== Records ==
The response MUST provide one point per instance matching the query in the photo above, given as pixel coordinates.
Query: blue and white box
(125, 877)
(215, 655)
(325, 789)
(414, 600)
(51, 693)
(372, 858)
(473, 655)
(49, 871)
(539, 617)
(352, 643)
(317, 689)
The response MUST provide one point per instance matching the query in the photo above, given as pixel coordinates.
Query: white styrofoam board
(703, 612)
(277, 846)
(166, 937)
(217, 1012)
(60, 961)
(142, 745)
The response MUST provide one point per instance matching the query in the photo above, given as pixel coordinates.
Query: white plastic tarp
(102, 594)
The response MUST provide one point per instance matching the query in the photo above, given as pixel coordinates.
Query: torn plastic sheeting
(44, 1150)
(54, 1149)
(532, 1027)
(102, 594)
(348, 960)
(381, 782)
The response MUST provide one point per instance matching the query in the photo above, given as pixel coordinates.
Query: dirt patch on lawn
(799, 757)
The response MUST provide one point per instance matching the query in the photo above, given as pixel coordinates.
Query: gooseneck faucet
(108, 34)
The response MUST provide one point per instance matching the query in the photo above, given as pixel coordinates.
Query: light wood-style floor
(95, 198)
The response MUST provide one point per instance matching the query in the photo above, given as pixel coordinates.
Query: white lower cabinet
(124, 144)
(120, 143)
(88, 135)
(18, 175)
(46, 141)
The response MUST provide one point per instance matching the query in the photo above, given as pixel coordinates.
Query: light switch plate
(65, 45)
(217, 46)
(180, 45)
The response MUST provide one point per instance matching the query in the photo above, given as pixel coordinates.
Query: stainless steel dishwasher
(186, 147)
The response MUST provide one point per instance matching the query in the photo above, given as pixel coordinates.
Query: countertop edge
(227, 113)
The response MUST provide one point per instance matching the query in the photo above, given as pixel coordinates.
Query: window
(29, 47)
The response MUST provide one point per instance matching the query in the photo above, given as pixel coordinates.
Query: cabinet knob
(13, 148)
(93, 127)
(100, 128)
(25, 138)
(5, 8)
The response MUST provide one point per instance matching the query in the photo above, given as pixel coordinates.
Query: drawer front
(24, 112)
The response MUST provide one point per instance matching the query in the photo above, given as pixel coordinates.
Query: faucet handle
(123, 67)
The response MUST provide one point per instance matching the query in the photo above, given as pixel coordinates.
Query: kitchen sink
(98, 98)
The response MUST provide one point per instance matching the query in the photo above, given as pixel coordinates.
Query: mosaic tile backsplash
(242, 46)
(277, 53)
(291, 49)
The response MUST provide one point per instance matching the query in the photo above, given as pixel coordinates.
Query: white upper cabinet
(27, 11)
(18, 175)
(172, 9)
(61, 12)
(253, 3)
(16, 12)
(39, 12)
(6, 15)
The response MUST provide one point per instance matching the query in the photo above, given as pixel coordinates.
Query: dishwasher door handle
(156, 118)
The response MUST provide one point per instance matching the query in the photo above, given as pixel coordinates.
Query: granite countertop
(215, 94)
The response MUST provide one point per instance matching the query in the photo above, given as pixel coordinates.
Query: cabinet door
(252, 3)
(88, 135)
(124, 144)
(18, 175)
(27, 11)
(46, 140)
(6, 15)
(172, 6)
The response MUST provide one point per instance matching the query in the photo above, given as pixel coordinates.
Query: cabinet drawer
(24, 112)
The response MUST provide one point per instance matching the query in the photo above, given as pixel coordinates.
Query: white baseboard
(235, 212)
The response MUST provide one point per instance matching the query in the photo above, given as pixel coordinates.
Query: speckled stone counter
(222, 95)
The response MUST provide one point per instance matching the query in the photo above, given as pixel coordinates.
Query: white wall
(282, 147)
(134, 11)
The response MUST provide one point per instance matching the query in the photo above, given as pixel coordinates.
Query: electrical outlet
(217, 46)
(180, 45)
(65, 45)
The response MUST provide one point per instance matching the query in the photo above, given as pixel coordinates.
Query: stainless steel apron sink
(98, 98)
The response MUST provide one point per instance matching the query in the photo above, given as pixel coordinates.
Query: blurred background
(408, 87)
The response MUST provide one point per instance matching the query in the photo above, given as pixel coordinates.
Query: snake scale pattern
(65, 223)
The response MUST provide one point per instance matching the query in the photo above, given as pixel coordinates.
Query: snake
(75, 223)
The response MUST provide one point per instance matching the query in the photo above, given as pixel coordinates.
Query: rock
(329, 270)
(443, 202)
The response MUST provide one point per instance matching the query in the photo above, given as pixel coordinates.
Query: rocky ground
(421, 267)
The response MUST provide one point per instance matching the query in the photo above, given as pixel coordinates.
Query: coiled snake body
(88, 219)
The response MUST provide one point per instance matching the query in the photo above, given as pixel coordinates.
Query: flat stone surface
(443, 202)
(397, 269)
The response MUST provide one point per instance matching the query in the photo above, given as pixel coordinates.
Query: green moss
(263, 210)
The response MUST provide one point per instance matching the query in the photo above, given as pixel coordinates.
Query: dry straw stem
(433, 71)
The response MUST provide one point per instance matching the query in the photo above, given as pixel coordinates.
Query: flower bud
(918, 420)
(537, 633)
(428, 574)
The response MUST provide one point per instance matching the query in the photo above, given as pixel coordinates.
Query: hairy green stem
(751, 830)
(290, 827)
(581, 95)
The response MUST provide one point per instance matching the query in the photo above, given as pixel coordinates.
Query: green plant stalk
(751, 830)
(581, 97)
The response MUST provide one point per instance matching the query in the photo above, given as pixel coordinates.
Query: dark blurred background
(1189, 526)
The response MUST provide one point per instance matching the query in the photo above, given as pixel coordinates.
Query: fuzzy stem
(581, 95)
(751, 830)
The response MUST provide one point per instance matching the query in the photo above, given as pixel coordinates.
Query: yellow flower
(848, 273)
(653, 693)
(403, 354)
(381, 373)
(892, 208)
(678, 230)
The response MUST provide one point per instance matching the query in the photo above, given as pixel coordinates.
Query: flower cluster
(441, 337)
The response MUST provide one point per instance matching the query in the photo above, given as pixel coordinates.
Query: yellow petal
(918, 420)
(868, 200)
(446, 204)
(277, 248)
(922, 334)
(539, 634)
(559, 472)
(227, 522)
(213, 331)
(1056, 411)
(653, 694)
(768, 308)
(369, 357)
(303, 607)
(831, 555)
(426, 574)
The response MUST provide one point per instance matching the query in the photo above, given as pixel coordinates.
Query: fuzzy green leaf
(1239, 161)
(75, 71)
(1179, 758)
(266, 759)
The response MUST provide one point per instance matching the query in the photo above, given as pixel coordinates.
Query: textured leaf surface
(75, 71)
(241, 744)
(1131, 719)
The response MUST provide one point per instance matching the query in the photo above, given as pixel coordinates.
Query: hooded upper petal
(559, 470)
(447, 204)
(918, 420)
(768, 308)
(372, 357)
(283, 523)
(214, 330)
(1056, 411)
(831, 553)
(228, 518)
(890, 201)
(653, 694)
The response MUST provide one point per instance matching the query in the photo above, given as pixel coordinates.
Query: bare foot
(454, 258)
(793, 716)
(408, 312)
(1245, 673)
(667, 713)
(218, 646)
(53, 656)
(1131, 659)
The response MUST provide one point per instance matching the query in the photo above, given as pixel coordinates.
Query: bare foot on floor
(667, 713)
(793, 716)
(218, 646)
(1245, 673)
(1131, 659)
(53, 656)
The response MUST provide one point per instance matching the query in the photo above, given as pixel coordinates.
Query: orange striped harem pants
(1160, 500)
===
Identify every line in the items that contains the string "stainless", and copy each such line.

Full solution —
Query: stainless steel dishwasher
Query: stainless steel apron sink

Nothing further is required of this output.